--- PROVIDED DATA ---

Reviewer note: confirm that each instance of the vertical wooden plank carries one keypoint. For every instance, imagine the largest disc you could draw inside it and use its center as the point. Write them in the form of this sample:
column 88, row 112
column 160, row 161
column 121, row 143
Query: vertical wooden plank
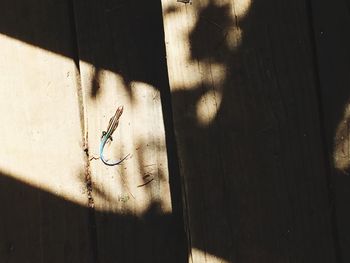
column 248, row 131
column 121, row 63
column 42, row 198
column 331, row 24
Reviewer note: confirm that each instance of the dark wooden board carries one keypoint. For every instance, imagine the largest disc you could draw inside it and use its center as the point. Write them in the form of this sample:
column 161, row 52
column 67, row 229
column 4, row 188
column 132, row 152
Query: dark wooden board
column 331, row 24
column 247, row 125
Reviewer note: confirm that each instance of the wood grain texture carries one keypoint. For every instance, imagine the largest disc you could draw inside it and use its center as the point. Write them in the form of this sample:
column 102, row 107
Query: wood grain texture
column 331, row 25
column 248, row 131
column 134, row 216
column 42, row 195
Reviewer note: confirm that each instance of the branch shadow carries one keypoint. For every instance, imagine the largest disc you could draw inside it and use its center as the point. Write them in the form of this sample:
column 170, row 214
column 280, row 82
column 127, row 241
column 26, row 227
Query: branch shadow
column 257, row 186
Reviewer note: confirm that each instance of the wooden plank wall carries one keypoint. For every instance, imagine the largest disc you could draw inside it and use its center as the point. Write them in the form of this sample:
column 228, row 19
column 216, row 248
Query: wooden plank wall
column 42, row 189
column 122, row 62
column 65, row 67
column 331, row 24
column 247, row 125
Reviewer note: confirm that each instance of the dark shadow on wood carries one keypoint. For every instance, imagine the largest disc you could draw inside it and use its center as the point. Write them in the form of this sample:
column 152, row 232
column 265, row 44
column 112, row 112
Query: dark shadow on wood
column 258, row 189
column 37, row 226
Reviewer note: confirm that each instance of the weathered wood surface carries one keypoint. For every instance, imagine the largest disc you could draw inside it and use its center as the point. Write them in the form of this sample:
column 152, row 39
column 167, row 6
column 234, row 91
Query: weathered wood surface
column 247, row 126
column 331, row 23
column 42, row 196
column 122, row 62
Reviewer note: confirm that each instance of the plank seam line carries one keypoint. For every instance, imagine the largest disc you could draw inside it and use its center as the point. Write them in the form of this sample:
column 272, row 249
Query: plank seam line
column 84, row 132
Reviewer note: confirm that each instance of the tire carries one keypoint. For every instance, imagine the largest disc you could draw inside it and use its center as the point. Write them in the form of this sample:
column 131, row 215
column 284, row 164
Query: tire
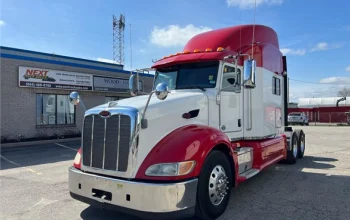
column 301, row 143
column 292, row 154
column 207, row 209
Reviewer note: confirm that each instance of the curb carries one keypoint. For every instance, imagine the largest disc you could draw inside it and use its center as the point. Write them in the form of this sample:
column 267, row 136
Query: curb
column 31, row 143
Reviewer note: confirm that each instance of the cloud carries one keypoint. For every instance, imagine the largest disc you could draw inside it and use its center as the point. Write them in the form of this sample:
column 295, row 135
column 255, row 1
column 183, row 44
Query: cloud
column 298, row 91
column 105, row 60
column 298, row 52
column 347, row 69
column 2, row 23
column 249, row 4
column 323, row 46
column 174, row 35
column 336, row 80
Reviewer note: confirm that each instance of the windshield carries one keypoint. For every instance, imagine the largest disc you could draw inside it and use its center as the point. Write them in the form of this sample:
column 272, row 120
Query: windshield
column 187, row 76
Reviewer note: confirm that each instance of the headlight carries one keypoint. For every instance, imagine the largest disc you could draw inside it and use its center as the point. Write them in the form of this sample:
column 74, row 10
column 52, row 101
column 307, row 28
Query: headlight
column 170, row 169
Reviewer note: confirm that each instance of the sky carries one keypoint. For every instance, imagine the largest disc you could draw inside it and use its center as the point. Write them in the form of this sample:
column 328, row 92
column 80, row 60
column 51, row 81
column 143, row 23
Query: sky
column 313, row 34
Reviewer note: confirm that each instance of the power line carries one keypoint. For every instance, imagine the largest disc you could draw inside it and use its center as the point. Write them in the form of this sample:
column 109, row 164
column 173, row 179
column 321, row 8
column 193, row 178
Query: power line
column 318, row 83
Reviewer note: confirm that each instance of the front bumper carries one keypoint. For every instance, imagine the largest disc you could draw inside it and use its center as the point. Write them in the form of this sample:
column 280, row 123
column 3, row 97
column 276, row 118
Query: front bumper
column 135, row 197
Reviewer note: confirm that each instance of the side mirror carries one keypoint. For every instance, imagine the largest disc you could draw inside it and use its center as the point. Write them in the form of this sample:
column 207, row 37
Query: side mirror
column 162, row 91
column 249, row 73
column 132, row 88
column 74, row 98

---

#### [INSTRUCTIONS FOR THE TASK]
Print nothing but the lines from the line with "Reviewer note: confirm that each instance of the side" to the last line of the records above. Both of those lines count.

#### [WRITTEN RESPONSE]
Reviewer note: confirm that each instance of the side mirror carries one keypoint. For every instance, imagine the largest disc you could draw inside it and use its center as the point. Write them in the form of this sample:
column 207, row 37
Query: side mirror
column 162, row 91
column 249, row 73
column 132, row 88
column 74, row 98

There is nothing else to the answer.